→ **What is needed**:
From the line containing "Category: white socks" through the last line of the entries below, repeat each line word for word and leave out the rest.

::::::::

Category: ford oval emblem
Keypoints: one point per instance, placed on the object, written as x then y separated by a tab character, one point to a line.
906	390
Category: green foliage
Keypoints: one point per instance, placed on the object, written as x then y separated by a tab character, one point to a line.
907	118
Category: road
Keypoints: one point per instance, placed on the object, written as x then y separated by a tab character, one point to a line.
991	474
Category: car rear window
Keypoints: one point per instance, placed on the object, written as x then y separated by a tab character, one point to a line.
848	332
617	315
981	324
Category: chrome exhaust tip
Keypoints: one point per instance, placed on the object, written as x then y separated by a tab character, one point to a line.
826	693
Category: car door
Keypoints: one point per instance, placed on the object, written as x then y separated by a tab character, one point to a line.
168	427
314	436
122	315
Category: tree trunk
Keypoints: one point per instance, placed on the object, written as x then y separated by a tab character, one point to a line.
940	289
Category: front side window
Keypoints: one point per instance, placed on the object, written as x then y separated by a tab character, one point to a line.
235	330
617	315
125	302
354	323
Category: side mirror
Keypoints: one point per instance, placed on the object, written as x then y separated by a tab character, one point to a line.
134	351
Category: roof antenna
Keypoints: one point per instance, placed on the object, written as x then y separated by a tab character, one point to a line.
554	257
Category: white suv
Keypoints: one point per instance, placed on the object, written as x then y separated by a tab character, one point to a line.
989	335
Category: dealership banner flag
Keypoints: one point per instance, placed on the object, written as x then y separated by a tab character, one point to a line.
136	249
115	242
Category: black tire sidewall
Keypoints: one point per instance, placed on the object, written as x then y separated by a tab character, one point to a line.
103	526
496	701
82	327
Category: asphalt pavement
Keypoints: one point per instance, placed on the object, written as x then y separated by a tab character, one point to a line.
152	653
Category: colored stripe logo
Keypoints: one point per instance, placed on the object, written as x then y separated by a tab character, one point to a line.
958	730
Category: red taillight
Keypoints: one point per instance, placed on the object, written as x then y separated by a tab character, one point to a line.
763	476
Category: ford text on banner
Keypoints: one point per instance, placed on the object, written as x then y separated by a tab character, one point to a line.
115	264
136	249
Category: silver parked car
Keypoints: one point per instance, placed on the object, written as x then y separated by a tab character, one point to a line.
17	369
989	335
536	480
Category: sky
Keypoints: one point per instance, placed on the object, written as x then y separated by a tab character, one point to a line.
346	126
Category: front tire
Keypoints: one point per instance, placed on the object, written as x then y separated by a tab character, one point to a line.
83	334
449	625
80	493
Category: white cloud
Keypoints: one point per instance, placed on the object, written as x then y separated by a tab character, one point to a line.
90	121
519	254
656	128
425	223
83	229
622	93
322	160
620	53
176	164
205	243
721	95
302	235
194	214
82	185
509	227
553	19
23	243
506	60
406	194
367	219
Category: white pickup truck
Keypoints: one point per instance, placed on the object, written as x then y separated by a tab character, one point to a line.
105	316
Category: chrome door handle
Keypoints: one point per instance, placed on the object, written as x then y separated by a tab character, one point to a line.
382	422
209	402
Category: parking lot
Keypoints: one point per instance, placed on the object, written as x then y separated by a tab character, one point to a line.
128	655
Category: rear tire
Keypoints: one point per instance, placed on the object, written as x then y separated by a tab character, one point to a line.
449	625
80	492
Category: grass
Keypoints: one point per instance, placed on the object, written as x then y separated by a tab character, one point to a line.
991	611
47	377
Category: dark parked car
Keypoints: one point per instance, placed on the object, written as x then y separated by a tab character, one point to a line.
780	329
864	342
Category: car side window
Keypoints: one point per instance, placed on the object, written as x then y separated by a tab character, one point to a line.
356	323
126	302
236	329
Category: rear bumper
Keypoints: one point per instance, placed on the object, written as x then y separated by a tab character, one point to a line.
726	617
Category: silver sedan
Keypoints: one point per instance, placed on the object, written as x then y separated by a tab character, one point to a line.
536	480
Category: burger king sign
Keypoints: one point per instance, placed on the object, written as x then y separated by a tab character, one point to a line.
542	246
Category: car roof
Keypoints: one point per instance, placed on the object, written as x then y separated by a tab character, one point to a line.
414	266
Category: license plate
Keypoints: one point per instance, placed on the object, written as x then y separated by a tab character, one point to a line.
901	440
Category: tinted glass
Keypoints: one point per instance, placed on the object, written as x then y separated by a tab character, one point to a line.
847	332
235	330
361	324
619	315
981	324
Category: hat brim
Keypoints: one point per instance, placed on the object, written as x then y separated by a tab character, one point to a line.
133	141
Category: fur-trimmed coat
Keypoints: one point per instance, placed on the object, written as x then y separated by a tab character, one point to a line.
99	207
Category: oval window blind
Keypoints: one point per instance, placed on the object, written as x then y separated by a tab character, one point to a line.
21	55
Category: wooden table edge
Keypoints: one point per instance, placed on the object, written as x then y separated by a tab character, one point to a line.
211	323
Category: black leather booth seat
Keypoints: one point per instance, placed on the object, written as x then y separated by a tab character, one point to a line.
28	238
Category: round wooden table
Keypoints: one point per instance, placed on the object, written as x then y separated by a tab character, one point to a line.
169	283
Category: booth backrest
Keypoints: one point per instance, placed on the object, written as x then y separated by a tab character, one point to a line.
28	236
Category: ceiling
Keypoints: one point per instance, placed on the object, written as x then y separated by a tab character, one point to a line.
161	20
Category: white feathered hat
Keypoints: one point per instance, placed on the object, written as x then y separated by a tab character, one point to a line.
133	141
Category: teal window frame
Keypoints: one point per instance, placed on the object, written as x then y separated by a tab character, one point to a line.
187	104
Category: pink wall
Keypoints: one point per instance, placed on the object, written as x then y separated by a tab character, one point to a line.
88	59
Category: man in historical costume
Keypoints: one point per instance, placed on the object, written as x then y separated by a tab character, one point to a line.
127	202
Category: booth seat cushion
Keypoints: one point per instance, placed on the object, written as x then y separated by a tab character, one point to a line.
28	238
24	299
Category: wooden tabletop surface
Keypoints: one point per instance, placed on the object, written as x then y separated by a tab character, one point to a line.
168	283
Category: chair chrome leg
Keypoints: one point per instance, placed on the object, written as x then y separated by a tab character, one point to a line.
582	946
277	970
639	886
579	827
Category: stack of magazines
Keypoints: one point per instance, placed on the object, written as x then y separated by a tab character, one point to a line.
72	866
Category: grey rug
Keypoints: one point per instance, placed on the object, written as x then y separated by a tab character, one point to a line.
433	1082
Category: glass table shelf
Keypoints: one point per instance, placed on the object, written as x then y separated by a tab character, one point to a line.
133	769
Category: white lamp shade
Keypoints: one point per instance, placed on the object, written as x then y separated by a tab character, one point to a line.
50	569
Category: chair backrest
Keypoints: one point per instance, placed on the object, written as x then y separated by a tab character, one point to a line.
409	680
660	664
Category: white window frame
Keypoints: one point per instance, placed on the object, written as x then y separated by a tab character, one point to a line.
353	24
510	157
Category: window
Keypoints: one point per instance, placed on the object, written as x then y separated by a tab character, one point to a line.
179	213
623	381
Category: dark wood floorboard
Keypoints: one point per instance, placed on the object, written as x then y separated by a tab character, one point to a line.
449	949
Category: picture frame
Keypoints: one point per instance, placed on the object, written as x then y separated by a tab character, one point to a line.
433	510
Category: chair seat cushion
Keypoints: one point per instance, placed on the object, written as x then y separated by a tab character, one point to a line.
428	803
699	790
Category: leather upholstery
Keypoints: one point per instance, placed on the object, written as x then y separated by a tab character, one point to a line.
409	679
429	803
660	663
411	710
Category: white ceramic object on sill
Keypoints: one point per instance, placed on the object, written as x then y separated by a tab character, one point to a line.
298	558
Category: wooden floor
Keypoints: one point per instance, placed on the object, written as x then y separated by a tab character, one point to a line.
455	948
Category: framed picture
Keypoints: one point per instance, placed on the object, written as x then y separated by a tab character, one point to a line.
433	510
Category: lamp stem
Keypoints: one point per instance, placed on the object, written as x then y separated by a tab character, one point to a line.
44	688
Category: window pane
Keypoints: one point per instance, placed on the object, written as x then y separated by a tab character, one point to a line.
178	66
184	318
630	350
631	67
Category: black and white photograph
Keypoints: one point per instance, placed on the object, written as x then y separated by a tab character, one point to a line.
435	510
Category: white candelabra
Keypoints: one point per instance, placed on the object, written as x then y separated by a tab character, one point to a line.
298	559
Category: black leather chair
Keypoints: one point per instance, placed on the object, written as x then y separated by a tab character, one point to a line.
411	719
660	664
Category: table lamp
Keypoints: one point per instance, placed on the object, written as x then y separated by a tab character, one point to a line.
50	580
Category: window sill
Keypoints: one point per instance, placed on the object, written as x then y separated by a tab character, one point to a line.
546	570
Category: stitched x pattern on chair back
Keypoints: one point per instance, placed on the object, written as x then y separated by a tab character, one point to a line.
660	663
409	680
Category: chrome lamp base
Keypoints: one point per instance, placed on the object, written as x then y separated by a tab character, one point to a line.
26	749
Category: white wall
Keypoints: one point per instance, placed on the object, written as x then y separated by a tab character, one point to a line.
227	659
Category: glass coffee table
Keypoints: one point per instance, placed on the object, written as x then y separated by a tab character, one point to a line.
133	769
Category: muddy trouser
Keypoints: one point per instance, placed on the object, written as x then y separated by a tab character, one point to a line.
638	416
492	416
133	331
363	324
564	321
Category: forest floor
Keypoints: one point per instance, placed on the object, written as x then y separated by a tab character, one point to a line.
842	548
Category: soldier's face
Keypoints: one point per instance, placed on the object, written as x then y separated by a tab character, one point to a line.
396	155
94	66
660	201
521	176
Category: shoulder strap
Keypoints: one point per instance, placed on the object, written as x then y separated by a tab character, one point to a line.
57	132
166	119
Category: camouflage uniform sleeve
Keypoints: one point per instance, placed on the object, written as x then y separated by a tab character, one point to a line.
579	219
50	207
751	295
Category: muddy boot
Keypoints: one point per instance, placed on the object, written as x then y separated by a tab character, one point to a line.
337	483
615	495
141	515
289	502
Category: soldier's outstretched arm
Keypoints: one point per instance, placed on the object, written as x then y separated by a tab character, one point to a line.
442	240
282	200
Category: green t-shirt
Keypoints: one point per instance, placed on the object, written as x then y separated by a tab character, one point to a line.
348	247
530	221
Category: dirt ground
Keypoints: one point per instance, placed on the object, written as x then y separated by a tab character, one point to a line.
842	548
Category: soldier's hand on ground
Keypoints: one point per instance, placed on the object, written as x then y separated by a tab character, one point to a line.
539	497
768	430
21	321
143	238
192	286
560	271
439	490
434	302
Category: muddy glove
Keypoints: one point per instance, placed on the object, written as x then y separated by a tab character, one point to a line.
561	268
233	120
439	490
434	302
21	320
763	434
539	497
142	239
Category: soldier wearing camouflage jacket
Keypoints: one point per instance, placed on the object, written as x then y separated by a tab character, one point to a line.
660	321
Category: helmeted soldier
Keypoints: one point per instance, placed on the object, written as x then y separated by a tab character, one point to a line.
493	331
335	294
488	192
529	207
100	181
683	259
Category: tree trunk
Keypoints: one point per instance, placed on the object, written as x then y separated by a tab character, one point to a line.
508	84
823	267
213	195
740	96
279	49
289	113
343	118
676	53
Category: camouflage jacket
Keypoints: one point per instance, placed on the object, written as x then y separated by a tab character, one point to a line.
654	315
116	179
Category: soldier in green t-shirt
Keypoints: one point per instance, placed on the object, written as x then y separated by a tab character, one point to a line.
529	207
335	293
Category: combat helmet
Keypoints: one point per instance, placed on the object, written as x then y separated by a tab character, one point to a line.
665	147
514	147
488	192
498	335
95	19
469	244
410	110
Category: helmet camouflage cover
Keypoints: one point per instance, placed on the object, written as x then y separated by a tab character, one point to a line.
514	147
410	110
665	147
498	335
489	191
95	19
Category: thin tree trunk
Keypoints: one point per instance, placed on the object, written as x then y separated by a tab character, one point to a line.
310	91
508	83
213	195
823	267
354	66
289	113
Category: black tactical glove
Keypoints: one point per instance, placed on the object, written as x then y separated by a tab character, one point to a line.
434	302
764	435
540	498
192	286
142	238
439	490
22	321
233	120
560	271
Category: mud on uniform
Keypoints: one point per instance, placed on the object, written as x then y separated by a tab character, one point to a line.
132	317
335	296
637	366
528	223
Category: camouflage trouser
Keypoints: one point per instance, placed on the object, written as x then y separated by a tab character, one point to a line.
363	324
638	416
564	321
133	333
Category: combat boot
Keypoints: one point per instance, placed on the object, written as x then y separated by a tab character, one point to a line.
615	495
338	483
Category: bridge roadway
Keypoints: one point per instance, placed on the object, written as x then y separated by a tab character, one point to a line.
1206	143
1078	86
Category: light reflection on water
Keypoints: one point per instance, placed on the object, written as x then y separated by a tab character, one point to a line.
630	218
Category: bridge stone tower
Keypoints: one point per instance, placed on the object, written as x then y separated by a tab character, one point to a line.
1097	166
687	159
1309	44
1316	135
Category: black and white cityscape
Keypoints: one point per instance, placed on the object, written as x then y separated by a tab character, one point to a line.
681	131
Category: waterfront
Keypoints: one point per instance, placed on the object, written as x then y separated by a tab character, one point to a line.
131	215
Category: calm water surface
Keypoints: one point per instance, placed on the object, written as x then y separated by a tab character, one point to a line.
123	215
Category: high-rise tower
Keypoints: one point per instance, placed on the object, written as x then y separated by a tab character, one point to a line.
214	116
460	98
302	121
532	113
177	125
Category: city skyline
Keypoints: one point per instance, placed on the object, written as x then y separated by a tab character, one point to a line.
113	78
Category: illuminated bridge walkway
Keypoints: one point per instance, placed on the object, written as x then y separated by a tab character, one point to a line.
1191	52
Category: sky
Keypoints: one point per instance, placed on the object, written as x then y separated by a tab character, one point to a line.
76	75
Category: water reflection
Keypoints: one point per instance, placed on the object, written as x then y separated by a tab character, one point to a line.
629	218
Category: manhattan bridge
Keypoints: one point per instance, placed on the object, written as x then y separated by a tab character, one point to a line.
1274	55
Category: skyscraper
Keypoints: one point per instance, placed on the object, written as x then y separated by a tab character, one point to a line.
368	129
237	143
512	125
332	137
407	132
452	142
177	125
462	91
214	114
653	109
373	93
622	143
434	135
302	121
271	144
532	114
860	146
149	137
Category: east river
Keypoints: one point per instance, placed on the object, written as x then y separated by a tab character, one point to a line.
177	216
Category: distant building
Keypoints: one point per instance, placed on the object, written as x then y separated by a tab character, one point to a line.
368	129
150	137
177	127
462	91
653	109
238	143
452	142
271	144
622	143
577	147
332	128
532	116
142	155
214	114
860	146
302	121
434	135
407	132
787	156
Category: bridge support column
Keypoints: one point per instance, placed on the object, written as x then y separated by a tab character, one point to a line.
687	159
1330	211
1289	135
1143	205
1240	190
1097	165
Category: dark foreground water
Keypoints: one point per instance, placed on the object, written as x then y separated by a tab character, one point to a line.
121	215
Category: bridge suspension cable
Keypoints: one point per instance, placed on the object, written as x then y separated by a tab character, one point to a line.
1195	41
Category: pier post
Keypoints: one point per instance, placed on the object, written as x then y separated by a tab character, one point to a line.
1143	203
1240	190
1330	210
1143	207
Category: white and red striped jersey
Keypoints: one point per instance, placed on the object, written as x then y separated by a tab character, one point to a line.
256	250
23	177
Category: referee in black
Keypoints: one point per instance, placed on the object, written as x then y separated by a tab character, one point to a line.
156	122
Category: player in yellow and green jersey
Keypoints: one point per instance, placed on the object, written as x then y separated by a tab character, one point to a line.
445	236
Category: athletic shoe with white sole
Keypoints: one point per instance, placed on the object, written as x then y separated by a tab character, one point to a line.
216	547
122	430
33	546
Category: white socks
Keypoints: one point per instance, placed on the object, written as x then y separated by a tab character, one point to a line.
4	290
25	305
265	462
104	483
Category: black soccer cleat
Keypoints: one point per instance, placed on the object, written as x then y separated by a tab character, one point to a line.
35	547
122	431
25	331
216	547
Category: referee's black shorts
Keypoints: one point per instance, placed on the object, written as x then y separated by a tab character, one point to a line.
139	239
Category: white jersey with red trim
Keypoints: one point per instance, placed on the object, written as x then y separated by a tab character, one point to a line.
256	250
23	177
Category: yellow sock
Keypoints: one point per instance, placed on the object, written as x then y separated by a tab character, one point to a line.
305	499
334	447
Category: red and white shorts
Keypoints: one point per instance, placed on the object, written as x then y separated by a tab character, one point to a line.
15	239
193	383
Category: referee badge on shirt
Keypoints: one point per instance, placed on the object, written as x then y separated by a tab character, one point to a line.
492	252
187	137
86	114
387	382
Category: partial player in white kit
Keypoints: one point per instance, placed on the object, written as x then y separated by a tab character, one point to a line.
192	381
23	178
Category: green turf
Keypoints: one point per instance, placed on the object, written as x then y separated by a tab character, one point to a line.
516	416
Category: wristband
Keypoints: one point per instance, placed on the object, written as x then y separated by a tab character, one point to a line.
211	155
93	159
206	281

::::::::

→ **Problem solution**:
Category: white socks
Keypoints: one point per instance, placed on the object, written as x then y separated by a tab character, one point to a line.
4	290
25	305
265	462
104	483
Category: black soccer cleat
Keypoints: one point per instance, placed on the object, written as x then y separated by a tab character, one point to a line.
35	547
122	431
25	331
216	547
Category: referee's black shorts
Keypoints: one point per instance, placed on the object, written as x then y separated by a tab character, one point to a line.
139	239
Category: white jersey with red trim
Keypoints: one point per instance, placed on the object, written as x then y separated by a tab character, one point to a line.
256	250
23	177
Category: yellow sock
Keypoints: one point per instance, placed on the object, written as x then y separated by a tab character, one point to a line.
305	499
334	447
Category: red and white shorts
Keypoints: one point per instance, placed on the object, written as x then y separated by a tab character, one point to a line.
15	239
193	383
Category: referee badge on shirt
Keypoints: one point per instance, placed on the object, written as x then y separated by a tab character, one point to a line.
492	252
187	137
86	114
387	382
Category: partial player in white kit
Keypoints: one point per instance, placed on the object, written as x then y separated by a tab character, one point to a line.
192	381
23	178
Category: green turf
Keypoints: one point per instance, placed on the object, written as x then y separated by a tab character, one point to a line.
516	416
Category: wristband
Keypoints: one point per instance, placed on the object, written as x then y separated by a tab character, one point to a line.
211	155
93	159
206	281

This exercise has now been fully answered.